Given entries:
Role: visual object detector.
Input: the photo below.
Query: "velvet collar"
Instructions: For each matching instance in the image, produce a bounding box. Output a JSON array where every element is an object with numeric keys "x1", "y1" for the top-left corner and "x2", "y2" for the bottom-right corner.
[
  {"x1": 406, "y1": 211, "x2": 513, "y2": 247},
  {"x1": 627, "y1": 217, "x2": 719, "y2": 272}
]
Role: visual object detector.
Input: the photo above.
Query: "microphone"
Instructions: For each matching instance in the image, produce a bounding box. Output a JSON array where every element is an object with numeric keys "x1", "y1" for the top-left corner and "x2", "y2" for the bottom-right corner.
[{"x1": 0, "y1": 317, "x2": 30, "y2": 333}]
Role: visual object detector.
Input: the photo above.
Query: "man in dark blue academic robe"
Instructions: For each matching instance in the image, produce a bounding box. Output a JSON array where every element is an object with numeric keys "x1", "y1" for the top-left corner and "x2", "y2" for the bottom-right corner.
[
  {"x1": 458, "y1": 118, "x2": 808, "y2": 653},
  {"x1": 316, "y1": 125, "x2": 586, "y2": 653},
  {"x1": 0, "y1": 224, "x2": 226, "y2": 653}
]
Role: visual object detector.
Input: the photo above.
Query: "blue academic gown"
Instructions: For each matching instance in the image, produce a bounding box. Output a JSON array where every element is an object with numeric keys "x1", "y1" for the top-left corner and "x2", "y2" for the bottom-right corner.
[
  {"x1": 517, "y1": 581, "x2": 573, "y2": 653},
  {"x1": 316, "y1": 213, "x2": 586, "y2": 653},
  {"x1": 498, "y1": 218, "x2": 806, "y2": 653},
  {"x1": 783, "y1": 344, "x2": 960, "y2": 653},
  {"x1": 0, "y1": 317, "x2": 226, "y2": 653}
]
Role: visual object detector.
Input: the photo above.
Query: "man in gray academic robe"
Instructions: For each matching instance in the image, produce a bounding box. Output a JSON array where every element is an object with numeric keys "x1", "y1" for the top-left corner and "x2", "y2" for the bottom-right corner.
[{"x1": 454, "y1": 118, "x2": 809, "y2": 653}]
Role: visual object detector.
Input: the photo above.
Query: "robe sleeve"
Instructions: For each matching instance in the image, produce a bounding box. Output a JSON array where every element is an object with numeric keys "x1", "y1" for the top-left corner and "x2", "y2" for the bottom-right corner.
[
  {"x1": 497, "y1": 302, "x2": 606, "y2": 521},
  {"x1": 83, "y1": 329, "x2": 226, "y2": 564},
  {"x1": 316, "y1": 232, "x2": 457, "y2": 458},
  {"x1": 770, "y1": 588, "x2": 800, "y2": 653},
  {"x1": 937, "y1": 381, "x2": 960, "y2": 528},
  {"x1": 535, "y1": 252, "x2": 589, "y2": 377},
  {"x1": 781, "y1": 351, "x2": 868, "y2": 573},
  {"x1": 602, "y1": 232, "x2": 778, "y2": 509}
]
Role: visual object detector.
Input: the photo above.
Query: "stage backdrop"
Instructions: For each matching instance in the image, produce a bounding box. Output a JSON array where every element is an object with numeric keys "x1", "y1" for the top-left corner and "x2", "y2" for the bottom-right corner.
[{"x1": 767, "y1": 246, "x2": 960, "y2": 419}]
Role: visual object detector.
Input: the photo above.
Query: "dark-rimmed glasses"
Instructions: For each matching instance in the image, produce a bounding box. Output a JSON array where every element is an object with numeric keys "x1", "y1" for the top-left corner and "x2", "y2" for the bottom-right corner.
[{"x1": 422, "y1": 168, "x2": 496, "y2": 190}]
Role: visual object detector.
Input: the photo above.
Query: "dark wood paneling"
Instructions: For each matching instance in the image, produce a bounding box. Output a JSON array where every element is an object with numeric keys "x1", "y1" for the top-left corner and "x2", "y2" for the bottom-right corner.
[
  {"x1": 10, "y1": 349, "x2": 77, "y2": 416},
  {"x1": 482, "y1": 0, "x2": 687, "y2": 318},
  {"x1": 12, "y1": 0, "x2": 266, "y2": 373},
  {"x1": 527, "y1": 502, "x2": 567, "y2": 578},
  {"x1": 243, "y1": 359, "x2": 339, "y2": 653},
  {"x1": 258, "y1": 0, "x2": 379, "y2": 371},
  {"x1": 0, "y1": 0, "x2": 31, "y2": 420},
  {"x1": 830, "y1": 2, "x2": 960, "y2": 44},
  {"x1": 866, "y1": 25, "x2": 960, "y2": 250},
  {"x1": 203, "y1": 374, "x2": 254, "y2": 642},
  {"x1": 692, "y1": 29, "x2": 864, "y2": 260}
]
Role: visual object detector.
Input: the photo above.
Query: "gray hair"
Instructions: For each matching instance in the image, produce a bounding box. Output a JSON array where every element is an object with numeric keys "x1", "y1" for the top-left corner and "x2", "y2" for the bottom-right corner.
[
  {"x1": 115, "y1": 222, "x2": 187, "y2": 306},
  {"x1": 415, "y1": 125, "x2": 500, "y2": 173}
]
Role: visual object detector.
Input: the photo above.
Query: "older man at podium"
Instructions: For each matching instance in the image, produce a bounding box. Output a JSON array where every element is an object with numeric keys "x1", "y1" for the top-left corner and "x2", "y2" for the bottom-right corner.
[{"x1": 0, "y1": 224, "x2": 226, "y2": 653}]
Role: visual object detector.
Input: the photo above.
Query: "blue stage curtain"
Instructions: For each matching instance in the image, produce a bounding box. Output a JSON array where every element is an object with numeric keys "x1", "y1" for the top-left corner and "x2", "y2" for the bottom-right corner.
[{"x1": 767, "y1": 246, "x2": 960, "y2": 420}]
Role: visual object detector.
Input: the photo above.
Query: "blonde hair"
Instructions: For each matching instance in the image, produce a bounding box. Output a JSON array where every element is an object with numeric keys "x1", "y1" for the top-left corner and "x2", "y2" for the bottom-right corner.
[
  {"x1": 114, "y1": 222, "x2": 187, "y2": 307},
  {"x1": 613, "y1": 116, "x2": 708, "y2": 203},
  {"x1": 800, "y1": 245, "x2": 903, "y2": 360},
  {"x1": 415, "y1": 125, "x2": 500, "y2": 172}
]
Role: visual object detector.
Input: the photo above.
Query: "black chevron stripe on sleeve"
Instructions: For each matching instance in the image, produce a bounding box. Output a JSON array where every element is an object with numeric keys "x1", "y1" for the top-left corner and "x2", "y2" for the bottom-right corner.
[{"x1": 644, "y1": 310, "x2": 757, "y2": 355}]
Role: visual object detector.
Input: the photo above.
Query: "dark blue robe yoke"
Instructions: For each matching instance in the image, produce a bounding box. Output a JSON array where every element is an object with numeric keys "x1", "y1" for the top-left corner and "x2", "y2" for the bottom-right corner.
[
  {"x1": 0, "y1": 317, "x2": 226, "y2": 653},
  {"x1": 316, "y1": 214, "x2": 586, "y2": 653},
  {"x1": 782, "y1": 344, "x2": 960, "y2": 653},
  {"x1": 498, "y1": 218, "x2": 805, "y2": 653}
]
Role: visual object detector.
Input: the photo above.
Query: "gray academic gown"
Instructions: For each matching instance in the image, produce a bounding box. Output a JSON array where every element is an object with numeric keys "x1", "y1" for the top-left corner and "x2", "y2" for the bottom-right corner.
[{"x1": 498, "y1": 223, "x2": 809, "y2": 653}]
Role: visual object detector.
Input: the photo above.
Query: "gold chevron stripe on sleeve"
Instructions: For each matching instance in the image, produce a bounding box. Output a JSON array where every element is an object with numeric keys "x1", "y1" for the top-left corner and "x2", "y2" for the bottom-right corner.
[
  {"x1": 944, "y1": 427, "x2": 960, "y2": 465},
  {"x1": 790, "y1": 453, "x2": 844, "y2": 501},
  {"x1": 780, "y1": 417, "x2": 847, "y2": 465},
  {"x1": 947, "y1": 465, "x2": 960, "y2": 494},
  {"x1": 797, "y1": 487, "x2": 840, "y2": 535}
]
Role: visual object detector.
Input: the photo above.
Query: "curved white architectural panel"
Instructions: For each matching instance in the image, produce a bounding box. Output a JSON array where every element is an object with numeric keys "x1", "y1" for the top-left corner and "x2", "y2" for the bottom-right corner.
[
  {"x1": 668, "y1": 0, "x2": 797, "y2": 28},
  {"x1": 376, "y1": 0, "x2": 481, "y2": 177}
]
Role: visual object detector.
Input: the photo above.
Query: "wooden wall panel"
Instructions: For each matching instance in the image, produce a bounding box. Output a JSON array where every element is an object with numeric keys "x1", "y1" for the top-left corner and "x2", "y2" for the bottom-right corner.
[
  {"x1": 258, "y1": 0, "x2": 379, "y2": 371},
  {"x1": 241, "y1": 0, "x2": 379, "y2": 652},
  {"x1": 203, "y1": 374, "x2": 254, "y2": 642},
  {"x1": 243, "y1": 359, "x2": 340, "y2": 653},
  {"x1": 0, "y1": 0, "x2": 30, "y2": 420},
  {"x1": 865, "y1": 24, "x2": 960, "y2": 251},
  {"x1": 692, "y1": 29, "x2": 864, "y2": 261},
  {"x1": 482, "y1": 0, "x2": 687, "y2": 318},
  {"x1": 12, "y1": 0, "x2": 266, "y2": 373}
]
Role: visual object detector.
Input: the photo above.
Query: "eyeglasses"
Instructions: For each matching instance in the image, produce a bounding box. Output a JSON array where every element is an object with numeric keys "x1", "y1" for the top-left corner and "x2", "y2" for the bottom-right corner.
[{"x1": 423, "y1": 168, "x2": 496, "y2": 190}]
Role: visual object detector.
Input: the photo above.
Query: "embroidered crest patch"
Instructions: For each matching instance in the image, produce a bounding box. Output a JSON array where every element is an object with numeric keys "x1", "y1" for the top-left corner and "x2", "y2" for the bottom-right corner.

Work instructions: Collect every line in the rows above that contains the string "stripe", and match its case exactly.

Written answer:
Query: "black chevron stripe on sleeve"
Query: "gold chevron stripe on sleeve"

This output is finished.